| The task |
A verbatim reproduction of all the entries is needed.

| Data for analysis |
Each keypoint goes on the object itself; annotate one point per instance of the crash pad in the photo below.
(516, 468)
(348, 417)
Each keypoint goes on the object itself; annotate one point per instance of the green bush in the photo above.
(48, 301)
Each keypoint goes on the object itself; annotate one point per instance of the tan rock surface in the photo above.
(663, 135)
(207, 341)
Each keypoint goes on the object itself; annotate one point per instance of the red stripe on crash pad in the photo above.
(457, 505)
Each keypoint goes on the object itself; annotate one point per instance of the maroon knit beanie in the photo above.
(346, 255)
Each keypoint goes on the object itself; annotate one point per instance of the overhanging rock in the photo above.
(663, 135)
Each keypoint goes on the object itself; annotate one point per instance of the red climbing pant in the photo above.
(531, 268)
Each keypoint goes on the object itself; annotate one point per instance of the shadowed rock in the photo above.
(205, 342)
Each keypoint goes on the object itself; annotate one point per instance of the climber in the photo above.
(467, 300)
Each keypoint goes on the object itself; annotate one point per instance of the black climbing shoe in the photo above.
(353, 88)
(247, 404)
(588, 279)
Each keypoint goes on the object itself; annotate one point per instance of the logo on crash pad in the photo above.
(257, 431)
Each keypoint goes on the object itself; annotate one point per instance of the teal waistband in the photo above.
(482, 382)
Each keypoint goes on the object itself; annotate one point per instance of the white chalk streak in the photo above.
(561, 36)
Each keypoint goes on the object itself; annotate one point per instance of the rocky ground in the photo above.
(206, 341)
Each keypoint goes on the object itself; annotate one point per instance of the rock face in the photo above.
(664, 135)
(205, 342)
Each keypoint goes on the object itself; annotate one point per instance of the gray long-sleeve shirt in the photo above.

| Written reply |
Each keypoint goes on the object itself; annotate one point per instance of the crash pad in the photo below.
(516, 468)
(348, 417)
Each keypoint goes on the object itself; annotate one point per instance of the green bush in the photo above.
(48, 301)
Each keypoint goes on the object itself; annotate one point per instance of the tan rock surface in the photo above.
(663, 135)
(207, 341)
Each keypoint goes on the object itself; annotate one point per instance of the red stripe on crash pad in the photo above.
(457, 505)
Each keypoint goes on the object itself; annotate one point per instance of the maroon knit beanie in the photo above.
(346, 255)
Each keypoint goes on the object itself; annotate one point per instance of the overhanging rock in the photo above.
(663, 135)
Each keypoint goes on the object itself; annotate one point per instance of the red climbing pant in the photo above.
(531, 268)
Each keypoint goes on the object itself; annotate one point per instance of the shadowed rock in the photo above.
(205, 342)
Each keypoint goes on the object itself; annotate one point per instance of the climber in the photo above.
(467, 300)
Each keypoint goes on the object itself; annotate one point per instance of the black climbing shoe in the photo above.
(353, 88)
(247, 404)
(588, 279)
Each keypoint goes on the object itself; annotate one point per instance of the logo on crash pad in the photo above.
(257, 431)
Each keypoint goes on the object itself; annotate one point per instance of the teal waistband in the photo above.
(482, 382)
Each keypoint goes on the object itself; annotate one point per instance of the white chalk streak in the photo above.
(561, 36)
Each keypoint goes on the object itself; annotate one point per instance of the rocky ground in the photo above.
(206, 341)
Each keypoint goes on the object itself; annotate one point per instance of the rock face in the photo above.
(664, 135)
(205, 342)
Each keypoint goes on the object itself; annotate one point per instance of the gray long-sleeve shirt in the photo above.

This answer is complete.